[CentOS] [OT] RAID 6 - opinions

Tue Apr 23 15:43:32 UTC 2013
Lamar Owen <lowen at pari.edu>

On 04/12/2013 02:11 AM, John R Pierce wrote:
> many of the systems I design get deployed in remote DCs and are 
> installed, managed and operated by local personnel where I have no 
> clue as to the levels of their skills, so its in my best interest to 
> make the procedures as simple and failsafe as possible. when faced 
> with a wall of 20 storage servers, each with 48 disks, good luck with 
> finding that 20 digit alphanumeric serial number 
> "3KT190V20000754280ED" ... uh HUH, thats assuming all 960 disks got 
> just the right sticker put on the caddies. 'replace the drives with 
> the red blinking lights' is much simpler than 'figure out what 
> /dev/sdac is on server 12' 

This is what I love about real RAID controllers or real storage array 
systems, like NetApp, EMC, and others.  Not only does the faulted drive 
light up amber, but the shelf/DAE also lights up amber.

I told an EMC VP a week or so ago that 'anybody can throw a bunch of 
drives together, but that's not what really makes an array work.' The 
software that alerts you and does the automatic hotsparing (even across 
RAID groups (using EMC terminology)) is where the real value is.  A 
bunch of big drives all lopped together can be a pain to troubleshoot 
indeed.

I've done arrays with a bunch of COTS drives; and I've done EMC. Capex 
is easier to justify than opex in a grant-funded situation, and that's 
why in 2007 we bought our first EMC Clariions (44TB worth, not a lot by 
today's standards), since the grant would fund the capex but not the 
opex, and I've not regretted it once since. One of those Clariion 
CX3-10c's has been continuously available since placed into service in 
2007, even through OS (EMC FLARE) upgrades/updates and a couple of drive 
faults.

Saved data entries:
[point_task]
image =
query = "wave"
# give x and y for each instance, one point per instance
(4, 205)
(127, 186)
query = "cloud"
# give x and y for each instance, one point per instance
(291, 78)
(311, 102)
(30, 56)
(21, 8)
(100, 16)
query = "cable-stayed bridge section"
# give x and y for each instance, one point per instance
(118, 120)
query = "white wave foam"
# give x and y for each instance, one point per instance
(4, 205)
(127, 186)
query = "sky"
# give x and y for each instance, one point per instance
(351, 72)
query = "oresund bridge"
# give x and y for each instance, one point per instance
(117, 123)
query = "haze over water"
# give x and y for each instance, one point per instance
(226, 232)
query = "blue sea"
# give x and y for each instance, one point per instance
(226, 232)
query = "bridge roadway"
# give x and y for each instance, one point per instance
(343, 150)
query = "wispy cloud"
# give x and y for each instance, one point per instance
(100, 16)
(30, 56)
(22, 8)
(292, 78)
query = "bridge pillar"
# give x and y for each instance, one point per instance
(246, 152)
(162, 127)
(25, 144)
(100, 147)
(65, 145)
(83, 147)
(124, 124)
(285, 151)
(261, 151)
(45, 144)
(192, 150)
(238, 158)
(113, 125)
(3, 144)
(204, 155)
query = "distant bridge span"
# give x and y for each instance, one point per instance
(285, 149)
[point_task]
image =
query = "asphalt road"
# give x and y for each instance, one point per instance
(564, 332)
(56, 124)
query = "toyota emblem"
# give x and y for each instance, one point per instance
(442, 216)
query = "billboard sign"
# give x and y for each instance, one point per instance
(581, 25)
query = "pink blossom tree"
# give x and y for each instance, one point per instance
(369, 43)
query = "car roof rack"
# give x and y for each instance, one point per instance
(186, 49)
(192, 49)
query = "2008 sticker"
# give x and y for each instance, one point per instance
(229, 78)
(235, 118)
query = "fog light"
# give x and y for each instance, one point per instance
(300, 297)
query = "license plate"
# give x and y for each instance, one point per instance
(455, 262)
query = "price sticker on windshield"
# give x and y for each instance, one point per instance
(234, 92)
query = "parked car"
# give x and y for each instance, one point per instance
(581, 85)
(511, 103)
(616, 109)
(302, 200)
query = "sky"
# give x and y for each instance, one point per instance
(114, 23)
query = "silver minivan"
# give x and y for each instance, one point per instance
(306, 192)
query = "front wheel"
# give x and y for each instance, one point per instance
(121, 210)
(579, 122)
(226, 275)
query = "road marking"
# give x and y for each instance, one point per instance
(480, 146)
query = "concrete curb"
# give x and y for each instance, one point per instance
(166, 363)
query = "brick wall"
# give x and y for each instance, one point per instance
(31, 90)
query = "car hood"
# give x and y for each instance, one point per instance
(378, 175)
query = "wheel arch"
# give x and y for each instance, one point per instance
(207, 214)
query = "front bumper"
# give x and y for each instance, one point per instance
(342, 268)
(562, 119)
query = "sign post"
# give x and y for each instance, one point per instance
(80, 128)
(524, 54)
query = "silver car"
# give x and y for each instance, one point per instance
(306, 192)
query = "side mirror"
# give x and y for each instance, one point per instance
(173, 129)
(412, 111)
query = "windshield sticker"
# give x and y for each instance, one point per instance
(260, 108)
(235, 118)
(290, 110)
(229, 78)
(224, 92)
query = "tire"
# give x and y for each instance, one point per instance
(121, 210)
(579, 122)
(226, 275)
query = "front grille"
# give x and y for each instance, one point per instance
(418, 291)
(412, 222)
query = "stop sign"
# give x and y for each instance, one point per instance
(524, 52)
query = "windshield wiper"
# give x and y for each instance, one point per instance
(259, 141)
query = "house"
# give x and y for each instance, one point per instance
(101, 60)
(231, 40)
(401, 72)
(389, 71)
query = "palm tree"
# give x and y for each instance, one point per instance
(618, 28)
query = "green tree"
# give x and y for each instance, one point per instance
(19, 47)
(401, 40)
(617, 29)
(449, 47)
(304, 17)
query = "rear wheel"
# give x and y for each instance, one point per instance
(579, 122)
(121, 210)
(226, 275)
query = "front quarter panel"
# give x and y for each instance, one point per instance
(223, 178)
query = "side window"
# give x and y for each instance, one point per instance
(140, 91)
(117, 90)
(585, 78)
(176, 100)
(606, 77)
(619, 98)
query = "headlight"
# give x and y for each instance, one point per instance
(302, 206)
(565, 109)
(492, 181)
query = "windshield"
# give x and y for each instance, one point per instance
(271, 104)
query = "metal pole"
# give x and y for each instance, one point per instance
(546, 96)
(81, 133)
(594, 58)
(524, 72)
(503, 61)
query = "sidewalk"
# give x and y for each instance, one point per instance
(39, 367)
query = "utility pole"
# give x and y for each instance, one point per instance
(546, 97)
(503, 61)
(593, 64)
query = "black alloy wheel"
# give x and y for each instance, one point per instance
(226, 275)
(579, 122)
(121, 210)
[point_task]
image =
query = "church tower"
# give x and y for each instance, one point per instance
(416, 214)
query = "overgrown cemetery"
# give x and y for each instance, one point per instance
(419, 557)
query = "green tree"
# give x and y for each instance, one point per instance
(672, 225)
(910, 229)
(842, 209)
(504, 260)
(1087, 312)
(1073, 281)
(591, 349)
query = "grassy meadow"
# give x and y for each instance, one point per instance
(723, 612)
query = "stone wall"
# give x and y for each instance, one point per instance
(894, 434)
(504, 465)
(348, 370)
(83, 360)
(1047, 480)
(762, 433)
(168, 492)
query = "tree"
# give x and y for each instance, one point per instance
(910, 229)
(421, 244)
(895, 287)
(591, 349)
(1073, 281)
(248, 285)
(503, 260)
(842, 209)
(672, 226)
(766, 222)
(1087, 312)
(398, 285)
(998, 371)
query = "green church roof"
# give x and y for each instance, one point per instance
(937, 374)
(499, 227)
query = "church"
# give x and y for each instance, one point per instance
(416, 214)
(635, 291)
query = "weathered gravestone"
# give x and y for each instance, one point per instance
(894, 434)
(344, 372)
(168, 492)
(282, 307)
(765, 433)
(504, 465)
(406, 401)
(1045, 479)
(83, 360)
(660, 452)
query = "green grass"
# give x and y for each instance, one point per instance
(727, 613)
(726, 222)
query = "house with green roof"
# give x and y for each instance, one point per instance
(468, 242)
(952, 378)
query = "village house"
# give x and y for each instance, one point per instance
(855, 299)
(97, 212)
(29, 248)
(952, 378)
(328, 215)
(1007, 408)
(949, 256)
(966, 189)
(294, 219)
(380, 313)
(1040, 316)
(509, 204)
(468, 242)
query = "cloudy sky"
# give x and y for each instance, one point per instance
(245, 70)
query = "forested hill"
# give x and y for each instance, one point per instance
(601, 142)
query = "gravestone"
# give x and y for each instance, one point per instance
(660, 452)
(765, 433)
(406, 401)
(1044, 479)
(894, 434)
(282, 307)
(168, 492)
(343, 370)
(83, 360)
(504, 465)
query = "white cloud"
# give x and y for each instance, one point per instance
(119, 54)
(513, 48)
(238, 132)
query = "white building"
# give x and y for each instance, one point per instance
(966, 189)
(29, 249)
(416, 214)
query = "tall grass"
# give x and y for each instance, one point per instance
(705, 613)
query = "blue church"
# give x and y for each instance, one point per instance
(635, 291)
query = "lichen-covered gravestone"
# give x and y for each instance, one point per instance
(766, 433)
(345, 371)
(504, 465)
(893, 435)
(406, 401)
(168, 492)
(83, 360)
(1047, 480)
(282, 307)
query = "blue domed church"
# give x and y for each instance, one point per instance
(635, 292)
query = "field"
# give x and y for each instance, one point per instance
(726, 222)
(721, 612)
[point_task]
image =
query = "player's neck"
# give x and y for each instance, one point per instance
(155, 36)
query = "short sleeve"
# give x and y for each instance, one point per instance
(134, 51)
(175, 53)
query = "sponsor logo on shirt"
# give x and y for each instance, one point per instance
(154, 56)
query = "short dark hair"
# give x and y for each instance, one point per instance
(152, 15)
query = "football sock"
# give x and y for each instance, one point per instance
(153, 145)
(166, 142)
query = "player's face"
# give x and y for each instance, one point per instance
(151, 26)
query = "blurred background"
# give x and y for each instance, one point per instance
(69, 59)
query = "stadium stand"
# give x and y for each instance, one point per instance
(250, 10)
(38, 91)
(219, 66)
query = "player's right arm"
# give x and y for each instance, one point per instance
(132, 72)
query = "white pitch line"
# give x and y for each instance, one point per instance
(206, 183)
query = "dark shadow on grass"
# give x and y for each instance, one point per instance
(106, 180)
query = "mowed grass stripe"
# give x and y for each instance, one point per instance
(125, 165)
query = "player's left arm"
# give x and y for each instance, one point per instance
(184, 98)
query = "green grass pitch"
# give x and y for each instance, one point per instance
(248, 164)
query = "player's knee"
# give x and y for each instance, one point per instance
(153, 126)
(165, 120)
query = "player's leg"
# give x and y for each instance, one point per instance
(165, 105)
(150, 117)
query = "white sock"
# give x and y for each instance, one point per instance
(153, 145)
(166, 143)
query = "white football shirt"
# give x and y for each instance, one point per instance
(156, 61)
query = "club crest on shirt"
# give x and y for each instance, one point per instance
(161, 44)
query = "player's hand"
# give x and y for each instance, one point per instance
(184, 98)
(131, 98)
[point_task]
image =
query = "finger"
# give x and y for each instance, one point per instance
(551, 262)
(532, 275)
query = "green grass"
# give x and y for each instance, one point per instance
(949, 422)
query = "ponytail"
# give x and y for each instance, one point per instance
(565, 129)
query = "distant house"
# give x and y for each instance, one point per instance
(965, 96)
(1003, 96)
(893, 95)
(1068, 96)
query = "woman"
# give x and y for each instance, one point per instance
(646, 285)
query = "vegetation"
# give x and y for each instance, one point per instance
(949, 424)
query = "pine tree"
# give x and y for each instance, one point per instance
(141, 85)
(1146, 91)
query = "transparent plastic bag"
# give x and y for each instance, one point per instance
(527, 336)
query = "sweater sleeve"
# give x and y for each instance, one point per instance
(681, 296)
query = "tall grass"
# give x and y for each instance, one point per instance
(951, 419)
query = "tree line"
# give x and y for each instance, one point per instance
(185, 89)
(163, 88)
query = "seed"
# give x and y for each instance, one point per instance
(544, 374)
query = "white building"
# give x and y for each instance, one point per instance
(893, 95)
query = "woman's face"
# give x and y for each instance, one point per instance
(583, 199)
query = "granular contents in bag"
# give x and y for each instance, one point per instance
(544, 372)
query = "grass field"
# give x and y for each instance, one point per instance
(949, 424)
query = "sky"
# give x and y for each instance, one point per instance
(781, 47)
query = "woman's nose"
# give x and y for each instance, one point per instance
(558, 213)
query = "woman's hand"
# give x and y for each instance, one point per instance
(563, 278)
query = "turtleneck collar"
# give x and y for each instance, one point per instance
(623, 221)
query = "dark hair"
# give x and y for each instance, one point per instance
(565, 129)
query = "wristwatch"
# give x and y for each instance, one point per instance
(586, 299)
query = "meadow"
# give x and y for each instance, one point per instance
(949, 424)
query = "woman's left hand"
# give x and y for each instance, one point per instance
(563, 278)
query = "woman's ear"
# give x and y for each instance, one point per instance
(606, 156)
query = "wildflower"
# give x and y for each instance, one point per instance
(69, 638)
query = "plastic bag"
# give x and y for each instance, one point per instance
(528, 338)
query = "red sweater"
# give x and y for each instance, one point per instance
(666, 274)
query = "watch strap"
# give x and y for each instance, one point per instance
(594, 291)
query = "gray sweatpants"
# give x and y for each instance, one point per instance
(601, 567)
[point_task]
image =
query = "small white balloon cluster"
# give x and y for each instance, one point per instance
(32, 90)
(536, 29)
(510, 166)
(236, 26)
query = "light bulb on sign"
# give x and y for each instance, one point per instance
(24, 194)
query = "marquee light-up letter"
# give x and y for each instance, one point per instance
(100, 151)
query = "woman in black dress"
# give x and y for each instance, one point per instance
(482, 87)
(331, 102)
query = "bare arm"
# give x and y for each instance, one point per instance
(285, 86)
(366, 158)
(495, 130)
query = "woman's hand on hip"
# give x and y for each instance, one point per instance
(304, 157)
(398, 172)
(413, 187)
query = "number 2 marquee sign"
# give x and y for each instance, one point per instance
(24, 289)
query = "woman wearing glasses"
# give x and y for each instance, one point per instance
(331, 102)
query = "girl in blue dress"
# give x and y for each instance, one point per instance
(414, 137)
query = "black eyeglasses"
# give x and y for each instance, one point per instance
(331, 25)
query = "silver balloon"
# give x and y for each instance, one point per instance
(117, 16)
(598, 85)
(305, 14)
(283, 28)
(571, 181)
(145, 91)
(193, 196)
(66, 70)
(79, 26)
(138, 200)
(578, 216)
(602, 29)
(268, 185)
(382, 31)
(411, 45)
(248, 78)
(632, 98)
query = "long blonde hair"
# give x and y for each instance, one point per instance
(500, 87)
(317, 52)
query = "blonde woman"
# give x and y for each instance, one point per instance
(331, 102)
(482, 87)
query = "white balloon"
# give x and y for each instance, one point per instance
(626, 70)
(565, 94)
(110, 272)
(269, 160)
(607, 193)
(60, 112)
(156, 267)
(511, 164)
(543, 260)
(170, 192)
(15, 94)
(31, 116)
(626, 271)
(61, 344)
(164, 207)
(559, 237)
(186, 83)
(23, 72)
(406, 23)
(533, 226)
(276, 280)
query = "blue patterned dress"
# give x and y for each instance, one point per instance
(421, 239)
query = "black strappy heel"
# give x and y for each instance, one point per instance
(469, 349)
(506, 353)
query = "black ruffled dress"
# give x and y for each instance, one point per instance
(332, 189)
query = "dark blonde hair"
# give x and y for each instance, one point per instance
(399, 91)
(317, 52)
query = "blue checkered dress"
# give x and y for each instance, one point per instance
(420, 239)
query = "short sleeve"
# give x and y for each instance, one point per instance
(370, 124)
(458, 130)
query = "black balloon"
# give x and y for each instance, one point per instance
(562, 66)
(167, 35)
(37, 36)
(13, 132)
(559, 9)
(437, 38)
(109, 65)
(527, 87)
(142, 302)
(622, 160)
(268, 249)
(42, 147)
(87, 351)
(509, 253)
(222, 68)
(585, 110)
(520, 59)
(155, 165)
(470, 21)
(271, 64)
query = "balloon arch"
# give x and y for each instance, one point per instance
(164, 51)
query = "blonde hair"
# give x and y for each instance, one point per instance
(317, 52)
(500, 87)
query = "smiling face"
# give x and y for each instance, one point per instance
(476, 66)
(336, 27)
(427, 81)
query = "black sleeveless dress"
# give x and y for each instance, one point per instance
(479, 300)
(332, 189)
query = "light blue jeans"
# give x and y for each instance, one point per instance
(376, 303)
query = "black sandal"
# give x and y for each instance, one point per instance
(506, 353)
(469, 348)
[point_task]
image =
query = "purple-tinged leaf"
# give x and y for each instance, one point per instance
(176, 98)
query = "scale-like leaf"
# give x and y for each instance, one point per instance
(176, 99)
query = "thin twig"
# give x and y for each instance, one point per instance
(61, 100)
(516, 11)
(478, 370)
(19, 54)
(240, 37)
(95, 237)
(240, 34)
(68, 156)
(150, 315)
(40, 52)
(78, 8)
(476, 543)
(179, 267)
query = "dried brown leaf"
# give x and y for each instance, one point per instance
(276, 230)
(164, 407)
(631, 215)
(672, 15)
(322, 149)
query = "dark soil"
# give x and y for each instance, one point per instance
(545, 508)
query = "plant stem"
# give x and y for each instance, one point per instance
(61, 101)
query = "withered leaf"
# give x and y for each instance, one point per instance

• [REQUIREMENTS]
a. Print the stretch of the RAID 6 post from "This is what" through "lights up amber.".
b. Return each line of the records that contains the string "blonde", treating uppercase and lowercase as distinct.

• [OUTPUTS BY TASK]
a.
This is what I love about real RAID controllers or real storage array 
systems, like NetApp, EMC, and others.  Not only does the faulted drive 
light up amber, but the shelf/DAE also lights up amber.

b.
query = "long blonde hair"
query = "blonde woman"
query = "dark blonde hair"
query = "blonde hair"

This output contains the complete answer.